● What this task involves:
Give every row from the one containing "Find the stitched" down to the one containing "<point>121,150</point>" as a Markdown table with two columns, No. and Text, where No. numbers each row in order and Text holds the row itself, leaving out any blank rows.

● Entries:
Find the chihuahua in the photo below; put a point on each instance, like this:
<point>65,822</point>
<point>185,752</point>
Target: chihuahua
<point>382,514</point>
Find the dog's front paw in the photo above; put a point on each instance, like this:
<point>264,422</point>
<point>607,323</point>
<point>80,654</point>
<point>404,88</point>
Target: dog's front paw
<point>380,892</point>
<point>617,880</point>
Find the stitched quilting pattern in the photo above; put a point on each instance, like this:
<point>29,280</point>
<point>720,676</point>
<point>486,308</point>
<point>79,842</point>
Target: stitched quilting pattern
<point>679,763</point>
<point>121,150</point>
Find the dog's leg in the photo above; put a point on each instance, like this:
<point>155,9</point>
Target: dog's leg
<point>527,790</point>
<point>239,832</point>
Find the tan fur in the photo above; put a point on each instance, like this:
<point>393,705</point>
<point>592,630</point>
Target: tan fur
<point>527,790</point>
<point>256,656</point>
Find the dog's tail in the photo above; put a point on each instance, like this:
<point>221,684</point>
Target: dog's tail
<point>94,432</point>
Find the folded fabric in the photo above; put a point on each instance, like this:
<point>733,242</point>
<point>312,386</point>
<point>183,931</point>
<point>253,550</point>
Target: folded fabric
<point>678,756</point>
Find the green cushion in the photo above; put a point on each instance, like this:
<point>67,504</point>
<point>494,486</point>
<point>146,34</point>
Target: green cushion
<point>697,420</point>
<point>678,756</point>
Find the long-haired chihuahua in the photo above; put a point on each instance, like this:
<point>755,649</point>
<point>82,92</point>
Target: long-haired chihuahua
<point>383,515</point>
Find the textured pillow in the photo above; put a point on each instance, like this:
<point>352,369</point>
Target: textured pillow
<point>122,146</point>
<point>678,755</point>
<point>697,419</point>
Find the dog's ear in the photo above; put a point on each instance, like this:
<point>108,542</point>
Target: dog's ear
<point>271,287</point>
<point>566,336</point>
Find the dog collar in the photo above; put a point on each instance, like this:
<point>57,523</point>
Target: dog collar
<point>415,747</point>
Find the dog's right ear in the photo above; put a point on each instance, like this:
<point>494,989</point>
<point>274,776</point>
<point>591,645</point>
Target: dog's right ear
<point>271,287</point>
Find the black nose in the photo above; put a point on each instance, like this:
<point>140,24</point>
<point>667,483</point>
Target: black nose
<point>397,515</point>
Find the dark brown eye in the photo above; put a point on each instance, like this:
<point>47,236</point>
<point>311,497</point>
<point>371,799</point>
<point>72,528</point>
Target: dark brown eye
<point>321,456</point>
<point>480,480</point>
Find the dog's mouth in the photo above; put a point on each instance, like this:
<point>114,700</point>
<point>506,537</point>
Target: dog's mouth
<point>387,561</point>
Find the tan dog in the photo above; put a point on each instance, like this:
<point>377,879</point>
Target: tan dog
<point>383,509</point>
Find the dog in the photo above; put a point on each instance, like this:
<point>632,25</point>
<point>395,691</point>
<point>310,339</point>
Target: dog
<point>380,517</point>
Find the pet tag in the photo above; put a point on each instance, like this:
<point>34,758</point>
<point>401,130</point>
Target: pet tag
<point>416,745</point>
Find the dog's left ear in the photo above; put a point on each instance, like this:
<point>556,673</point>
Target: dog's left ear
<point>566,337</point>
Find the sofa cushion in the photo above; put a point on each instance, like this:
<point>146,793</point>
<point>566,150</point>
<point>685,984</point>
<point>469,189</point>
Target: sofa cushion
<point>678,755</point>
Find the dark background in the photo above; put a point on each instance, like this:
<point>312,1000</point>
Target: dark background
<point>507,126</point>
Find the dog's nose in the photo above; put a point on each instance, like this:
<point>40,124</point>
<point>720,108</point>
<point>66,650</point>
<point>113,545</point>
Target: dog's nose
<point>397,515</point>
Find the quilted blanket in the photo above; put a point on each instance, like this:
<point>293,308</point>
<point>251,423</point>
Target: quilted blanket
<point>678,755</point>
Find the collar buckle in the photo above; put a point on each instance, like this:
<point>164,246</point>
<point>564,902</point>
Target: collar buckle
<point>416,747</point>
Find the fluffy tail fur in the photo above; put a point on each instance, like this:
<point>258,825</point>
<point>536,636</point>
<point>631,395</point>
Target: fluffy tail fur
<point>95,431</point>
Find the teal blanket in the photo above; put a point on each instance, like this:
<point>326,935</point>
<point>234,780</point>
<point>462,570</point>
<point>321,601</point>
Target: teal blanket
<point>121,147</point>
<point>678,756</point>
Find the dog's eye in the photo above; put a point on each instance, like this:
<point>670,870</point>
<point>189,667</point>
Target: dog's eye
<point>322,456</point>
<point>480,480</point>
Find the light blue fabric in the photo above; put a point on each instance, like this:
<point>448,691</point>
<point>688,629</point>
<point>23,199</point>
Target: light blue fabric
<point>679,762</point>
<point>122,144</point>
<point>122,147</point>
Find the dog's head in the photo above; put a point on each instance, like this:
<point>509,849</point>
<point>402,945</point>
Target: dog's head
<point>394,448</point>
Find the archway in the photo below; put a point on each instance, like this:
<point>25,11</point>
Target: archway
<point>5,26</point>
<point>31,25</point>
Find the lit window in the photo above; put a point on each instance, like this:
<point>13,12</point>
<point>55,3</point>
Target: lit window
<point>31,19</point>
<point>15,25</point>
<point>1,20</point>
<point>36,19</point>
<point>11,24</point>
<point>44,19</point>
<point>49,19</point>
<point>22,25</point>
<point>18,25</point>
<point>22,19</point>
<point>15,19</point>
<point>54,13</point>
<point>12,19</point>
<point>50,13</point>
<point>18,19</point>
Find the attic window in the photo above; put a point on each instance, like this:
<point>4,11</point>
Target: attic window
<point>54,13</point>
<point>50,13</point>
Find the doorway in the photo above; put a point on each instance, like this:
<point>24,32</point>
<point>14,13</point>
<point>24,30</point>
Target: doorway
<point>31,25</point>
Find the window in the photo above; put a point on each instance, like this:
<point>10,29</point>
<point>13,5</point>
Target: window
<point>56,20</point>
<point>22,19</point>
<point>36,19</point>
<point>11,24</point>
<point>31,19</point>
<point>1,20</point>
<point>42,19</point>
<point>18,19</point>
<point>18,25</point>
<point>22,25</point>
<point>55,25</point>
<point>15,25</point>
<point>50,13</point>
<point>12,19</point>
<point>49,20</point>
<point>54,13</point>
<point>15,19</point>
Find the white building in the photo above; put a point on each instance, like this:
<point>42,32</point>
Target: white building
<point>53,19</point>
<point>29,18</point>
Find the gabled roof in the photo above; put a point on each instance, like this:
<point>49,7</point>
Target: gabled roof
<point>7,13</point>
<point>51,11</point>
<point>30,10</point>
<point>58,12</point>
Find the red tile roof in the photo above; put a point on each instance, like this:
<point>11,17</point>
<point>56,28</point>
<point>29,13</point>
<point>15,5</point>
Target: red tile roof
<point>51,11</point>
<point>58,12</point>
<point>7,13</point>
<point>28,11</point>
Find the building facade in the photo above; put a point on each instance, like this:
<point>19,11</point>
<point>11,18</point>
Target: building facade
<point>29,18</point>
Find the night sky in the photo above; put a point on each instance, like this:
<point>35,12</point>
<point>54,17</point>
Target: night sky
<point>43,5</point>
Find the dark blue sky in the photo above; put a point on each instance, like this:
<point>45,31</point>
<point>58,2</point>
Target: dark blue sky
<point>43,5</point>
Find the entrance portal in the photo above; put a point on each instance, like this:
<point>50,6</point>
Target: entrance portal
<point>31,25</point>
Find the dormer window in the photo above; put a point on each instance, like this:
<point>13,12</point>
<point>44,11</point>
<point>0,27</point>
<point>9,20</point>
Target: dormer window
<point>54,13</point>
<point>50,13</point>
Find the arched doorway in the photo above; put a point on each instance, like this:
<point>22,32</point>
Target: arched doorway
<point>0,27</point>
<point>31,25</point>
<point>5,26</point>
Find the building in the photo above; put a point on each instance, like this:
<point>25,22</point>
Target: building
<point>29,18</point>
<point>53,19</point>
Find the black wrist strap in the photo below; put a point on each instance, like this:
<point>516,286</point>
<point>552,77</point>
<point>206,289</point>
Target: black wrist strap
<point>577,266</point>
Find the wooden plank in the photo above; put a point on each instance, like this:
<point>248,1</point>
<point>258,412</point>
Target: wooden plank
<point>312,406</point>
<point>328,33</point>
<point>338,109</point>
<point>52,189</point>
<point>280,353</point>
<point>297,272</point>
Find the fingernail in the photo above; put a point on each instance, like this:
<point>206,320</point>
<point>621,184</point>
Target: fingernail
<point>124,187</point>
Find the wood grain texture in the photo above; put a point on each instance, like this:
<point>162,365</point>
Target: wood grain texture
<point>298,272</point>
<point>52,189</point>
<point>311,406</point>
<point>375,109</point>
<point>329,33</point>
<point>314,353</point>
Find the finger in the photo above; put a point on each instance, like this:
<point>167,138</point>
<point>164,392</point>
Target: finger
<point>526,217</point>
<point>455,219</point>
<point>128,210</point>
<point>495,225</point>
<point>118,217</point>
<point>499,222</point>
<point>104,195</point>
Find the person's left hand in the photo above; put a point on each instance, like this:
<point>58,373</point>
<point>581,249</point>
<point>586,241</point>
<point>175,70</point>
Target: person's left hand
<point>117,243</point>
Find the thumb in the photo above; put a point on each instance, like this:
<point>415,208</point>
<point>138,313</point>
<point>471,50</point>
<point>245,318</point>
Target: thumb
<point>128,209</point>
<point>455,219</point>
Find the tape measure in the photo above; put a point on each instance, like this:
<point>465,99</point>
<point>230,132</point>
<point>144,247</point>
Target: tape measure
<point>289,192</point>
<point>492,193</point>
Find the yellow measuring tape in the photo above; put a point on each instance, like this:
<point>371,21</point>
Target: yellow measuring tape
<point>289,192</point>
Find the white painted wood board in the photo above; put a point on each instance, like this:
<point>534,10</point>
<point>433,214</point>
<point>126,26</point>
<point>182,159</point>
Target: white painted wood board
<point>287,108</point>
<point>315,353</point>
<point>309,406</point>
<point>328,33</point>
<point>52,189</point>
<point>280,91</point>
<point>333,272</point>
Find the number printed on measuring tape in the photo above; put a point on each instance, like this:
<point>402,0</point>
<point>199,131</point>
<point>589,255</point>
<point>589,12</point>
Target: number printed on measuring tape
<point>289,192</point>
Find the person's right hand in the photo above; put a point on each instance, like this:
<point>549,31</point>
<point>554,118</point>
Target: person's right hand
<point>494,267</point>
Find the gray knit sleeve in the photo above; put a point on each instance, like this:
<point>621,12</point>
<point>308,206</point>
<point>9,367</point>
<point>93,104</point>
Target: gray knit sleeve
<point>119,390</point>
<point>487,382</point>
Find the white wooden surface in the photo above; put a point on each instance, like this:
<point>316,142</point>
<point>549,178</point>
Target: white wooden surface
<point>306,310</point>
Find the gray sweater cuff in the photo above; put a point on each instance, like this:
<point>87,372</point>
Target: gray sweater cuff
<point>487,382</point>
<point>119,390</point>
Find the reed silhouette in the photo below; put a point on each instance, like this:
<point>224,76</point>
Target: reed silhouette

● Task answer:
| No. | Text |
|---|---|
| 1 | Find the stitched quilting pattern in the photo above; put a point on each instance, like this: |
| 2 | <point>29,280</point> |
| 3 | <point>720,676</point> |
| 4 | <point>486,308</point> |
| 5 | <point>79,842</point> |
| 6 | Target: stitched quilting pattern |
| 7 | <point>679,763</point> |
| 8 | <point>121,150</point> |